TASK REQUIREMENTS » Copy the data from its first line through the line containing "point(702, 227)", inclusive, and swap "shorebird" for "wading bird". Leave everything else unchanged.

DATA EXTRACT »
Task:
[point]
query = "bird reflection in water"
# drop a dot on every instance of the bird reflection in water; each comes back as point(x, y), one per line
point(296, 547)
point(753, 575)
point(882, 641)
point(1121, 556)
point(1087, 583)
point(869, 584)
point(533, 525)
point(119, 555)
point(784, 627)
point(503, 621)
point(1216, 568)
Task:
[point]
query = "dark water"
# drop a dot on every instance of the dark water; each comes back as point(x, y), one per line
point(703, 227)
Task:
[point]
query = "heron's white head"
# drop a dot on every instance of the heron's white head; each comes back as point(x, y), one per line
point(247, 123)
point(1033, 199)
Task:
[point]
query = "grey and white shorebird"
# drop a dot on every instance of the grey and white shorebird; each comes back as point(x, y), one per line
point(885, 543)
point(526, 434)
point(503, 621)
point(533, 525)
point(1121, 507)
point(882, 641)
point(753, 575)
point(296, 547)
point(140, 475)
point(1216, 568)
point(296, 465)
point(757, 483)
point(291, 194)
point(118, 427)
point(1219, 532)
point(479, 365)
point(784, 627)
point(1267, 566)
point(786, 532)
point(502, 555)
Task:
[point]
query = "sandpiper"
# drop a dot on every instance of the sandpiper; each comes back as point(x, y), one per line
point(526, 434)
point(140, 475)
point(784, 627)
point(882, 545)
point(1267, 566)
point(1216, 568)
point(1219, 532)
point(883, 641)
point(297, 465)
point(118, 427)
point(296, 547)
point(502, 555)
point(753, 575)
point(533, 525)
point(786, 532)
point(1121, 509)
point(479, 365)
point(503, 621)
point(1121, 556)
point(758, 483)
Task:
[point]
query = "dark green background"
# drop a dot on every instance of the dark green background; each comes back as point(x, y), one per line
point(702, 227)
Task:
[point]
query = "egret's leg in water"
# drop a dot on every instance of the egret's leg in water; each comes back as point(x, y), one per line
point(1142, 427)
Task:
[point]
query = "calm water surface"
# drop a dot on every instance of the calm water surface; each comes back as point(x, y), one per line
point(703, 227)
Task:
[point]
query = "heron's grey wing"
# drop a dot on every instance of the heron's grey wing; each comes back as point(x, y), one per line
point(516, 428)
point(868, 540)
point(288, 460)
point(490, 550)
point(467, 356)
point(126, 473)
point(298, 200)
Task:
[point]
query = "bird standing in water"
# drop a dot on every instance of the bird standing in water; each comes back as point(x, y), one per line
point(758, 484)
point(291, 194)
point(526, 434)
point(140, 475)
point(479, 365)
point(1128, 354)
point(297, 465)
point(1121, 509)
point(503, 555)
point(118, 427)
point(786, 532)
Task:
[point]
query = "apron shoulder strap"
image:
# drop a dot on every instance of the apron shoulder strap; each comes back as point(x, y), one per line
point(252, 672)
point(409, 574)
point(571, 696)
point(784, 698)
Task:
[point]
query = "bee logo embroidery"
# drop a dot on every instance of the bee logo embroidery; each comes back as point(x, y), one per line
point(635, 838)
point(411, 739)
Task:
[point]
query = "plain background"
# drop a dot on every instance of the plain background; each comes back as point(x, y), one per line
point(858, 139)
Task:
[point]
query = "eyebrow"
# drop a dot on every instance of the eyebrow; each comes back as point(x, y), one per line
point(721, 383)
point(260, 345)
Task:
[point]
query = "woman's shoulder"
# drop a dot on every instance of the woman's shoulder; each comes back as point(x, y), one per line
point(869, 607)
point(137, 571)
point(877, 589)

COMPLETED EXERCISE »
Task:
[point]
query = "bird reflection in water"
# drop a dot on every instance of the bird reflection in water; each comes back as point(x, y), one per line
point(296, 547)
point(753, 575)
point(882, 641)
point(1121, 556)
point(1087, 583)
point(869, 584)
point(533, 525)
point(119, 555)
point(784, 627)
point(503, 621)
point(1216, 568)
Task:
[point]
query = "dark water"
# drop a dot on every instance of the dark water; each comes back as point(x, y), one per line
point(703, 227)
Task:
[point]
query = "heron's white head"
# drop a dot on every instance of the heron's white head; each comes back as point(x, y), one per line
point(247, 123)
point(1033, 199)
Task:
[point]
query = "grey and white wading bird"
# drop a dot on every instance of the grey and white wading bird; each comes back as point(x, y), one per line
point(885, 543)
point(526, 434)
point(503, 621)
point(533, 525)
point(1121, 507)
point(882, 641)
point(753, 575)
point(296, 547)
point(140, 475)
point(1216, 568)
point(296, 465)
point(757, 483)
point(291, 194)
point(118, 427)
point(1219, 532)
point(479, 365)
point(784, 627)
point(1267, 566)
point(786, 532)
point(502, 555)
Task:
[point]
query = "sandpiper"
# drop a dot on every instance of the sandpiper; each comes back as point(x, y), one per line
point(526, 434)
point(140, 475)
point(784, 627)
point(882, 545)
point(1267, 566)
point(1216, 568)
point(1219, 532)
point(883, 641)
point(297, 465)
point(118, 427)
point(296, 547)
point(502, 555)
point(753, 575)
point(533, 525)
point(786, 532)
point(1121, 509)
point(479, 365)
point(503, 621)
point(1121, 556)
point(758, 483)
Task:
[point]
query = "dark green background"
# drop a dot on every instance of the dark green background; each comes back as point(x, y), one per line
point(702, 227)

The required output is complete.